In der Ukraine von heute ist es kein Widerspruch, Patriot und Punk zu sein. Zhadan hat stets die frühere Regierung des Oligarchen-treuen Präsidenten Viktor Janukowitsch für ihren Autoritarismus kritisiert und sich für eine proeuropäische Ukraine stark gemacht. Seit Beginn der Maidan-Bewegung hat er eine stärkere Beschäftigung mit den Bewohnern des Ostens gefordert, von denen viele indifferent gegenüber dem politischen Aufbruch und empfänglich für antiukrainische Agitation waren. Die Bestürzung über das Geschehene ist aus seinen Texten zu hören.

Bereitgestellte Daten >>
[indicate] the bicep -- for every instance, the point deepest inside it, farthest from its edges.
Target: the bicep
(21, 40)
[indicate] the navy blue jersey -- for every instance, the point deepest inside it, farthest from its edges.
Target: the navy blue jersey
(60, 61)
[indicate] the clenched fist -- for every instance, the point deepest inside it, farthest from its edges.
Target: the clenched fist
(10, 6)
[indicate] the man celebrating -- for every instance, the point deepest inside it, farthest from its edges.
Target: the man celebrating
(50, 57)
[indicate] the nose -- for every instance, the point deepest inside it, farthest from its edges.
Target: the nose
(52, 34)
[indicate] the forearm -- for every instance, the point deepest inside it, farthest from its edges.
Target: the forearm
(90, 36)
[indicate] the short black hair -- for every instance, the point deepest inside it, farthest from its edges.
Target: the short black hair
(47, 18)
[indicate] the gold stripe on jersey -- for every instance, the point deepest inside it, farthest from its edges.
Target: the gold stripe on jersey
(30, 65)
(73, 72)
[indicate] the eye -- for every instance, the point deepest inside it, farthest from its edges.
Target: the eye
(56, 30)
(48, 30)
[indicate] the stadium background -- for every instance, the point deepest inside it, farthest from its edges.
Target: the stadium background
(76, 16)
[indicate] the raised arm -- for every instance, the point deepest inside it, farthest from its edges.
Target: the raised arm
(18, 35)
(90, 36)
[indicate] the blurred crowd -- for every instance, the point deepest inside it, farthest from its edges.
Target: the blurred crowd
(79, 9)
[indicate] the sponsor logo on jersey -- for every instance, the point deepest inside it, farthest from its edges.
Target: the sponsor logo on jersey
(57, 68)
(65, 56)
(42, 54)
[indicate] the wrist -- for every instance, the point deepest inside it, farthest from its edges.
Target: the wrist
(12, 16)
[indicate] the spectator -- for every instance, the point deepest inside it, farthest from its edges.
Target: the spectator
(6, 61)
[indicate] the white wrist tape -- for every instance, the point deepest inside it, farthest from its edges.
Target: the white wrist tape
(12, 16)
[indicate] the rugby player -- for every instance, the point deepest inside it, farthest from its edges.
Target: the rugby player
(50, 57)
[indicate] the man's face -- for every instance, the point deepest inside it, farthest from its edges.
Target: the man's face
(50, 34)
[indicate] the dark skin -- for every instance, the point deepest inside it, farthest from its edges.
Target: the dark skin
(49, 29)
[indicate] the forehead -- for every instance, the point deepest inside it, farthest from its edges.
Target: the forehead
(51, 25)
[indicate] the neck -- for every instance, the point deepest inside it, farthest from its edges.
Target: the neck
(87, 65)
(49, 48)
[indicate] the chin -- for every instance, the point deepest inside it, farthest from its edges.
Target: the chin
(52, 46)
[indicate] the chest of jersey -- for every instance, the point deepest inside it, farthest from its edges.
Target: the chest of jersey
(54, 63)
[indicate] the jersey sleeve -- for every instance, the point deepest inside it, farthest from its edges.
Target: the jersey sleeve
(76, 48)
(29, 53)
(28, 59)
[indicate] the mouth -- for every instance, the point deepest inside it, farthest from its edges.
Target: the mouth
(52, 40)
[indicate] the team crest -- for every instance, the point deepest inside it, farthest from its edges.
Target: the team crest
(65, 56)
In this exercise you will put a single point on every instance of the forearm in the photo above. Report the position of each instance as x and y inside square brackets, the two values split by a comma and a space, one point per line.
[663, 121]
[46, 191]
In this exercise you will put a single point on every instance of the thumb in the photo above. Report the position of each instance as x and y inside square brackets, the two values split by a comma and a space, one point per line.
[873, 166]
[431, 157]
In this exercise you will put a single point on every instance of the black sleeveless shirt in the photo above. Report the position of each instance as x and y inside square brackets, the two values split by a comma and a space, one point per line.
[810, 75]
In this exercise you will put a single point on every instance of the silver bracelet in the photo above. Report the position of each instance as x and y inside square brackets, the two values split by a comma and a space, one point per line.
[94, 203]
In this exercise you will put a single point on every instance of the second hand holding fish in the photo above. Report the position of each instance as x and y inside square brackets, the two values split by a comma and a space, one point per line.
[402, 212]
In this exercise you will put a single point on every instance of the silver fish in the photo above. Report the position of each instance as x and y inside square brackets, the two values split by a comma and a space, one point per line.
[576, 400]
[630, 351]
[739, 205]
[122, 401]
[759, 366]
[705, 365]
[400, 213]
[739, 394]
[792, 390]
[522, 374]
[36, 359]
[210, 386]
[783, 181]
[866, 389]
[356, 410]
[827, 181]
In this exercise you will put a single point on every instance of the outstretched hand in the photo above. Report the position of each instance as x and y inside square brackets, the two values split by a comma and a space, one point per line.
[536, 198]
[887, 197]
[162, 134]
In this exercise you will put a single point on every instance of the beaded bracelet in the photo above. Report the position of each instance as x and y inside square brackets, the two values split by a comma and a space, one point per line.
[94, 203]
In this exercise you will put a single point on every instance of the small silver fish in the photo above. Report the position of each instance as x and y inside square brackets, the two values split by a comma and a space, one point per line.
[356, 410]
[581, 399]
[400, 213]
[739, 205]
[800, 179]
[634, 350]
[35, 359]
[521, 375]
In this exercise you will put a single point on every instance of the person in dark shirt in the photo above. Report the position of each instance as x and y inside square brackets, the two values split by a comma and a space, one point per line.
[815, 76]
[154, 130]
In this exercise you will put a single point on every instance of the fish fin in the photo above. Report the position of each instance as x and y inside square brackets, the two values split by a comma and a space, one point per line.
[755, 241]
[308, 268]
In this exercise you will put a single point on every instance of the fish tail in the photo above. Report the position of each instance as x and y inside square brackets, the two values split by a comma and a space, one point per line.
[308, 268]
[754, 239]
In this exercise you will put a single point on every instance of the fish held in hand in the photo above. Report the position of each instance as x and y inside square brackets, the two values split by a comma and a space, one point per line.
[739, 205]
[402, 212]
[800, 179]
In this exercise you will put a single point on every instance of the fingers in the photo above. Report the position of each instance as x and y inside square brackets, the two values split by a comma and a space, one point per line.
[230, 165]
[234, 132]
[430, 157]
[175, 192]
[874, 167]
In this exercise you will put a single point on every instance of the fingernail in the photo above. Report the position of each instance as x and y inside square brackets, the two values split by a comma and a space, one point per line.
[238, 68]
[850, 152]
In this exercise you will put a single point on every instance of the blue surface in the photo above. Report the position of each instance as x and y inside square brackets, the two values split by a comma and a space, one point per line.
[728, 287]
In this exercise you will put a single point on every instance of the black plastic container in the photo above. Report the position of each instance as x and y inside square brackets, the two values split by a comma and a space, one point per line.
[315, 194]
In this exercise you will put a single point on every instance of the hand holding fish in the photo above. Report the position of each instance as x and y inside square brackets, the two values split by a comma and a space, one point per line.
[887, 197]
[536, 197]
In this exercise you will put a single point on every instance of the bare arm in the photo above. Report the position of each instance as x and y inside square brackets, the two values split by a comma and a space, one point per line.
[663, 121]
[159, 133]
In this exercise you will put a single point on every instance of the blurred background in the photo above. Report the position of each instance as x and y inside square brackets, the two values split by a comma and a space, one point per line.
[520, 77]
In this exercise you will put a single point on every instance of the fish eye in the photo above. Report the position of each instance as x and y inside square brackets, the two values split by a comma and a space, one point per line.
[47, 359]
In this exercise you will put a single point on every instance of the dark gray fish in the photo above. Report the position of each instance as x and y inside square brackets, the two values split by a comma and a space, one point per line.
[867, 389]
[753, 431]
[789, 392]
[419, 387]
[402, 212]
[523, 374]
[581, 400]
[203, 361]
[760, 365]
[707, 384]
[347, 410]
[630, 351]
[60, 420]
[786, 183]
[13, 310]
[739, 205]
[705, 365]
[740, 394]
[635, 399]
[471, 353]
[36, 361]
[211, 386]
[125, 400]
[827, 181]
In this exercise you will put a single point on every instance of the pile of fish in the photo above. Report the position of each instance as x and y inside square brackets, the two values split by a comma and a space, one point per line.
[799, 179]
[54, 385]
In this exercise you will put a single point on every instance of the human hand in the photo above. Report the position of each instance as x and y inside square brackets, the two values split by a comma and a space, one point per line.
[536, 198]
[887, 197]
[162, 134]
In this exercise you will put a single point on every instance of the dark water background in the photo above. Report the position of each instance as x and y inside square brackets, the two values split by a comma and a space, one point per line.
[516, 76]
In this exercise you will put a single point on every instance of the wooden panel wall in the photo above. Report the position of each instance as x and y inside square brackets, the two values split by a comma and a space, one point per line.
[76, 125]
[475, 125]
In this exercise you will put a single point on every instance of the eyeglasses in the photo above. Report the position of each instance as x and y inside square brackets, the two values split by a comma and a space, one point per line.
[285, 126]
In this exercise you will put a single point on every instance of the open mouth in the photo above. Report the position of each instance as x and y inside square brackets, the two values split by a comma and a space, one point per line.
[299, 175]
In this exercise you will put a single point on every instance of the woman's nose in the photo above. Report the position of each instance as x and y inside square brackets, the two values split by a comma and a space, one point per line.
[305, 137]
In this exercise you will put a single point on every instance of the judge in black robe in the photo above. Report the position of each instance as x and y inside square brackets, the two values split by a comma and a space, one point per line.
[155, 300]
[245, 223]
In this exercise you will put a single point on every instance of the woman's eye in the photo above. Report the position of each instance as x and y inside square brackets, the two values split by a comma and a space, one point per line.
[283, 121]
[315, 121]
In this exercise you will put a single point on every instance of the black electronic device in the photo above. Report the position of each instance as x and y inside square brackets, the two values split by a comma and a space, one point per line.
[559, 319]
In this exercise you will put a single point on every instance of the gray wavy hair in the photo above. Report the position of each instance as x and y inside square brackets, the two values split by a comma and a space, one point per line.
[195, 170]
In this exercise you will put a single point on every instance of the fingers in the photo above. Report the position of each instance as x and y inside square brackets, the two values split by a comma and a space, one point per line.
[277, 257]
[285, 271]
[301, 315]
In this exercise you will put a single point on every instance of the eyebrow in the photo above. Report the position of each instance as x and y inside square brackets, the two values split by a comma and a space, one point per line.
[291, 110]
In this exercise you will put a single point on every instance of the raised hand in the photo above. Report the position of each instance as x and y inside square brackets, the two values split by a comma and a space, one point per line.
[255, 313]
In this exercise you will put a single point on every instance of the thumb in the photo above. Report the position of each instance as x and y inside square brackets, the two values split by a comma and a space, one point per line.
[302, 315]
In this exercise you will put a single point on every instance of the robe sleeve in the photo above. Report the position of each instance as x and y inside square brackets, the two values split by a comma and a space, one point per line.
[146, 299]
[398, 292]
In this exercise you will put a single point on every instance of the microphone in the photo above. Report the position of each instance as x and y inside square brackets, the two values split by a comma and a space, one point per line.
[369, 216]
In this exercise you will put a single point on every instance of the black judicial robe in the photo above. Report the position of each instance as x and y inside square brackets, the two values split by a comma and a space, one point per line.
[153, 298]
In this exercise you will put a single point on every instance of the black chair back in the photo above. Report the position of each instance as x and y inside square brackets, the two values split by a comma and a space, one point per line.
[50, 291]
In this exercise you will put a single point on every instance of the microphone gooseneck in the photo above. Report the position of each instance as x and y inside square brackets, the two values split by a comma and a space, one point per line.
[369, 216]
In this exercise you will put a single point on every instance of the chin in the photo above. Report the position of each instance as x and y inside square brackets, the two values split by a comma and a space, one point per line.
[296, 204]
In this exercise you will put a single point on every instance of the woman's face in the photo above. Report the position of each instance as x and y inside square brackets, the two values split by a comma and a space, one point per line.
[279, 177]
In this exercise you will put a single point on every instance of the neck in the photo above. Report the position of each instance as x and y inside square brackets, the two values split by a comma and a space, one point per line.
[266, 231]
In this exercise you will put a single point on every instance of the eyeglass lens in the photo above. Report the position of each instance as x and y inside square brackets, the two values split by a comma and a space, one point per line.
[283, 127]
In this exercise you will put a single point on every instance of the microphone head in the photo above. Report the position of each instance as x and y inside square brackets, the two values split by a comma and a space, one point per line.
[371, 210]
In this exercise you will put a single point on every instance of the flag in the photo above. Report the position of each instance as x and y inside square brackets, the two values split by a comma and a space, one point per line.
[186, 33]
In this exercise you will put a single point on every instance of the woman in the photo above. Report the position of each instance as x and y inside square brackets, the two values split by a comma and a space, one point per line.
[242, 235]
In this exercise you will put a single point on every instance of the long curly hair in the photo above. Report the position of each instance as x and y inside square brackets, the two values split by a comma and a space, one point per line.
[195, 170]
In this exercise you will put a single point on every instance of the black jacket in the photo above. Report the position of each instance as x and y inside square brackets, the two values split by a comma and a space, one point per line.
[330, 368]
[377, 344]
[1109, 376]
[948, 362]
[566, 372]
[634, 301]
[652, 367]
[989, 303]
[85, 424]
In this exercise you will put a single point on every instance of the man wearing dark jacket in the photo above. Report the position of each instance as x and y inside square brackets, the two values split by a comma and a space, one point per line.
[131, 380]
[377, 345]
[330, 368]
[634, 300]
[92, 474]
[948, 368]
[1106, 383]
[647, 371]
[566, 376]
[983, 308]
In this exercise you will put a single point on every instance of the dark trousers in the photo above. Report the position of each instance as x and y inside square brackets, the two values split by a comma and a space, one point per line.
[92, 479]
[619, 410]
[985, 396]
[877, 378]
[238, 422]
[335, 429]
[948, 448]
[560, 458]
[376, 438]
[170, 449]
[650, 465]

Deine Aufgabe 1 >> Gib aus dem Auszug über Zhadan und die Ukraine den Abschnitt wortgetreu aus, der mit den Worten „In der Ukraine“ beginnt und mit „Texten zu hören.“ endet.
Deine Aufgabe 2 >> Wessen frühere Regierung hat Zhadan laut dem Auszug wegen ihres Autoritarismus kritisiert?

Antwortfeld 1 >>
In der Ukraine von heute ist es kein Widerspruch, Patriot und Punk zu sein. Zhadan hat stets die frühere Regierung des Oligarchen-treuen Präsidenten Viktor Janukowitsch für ihren Autoritarismus kritisiert und sich für eine proeuropäische Ukraine stark gemacht. Seit Beginn der Maidan-Bewegung hat er eine stärkere Beschäftigung mit den Bewohnern des Ostens gefordert, von denen viele indifferent gegenüber dem politischen Aufbruch und empfänglich für antiukrainische Agitation waren. Die Bestürzung über das Geschehene ist aus seinen Texten zu hören.

Antwortfeld 2 >> Die Regierung des Oligarchen-treuen Präsidenten Viktor Janukowitsch.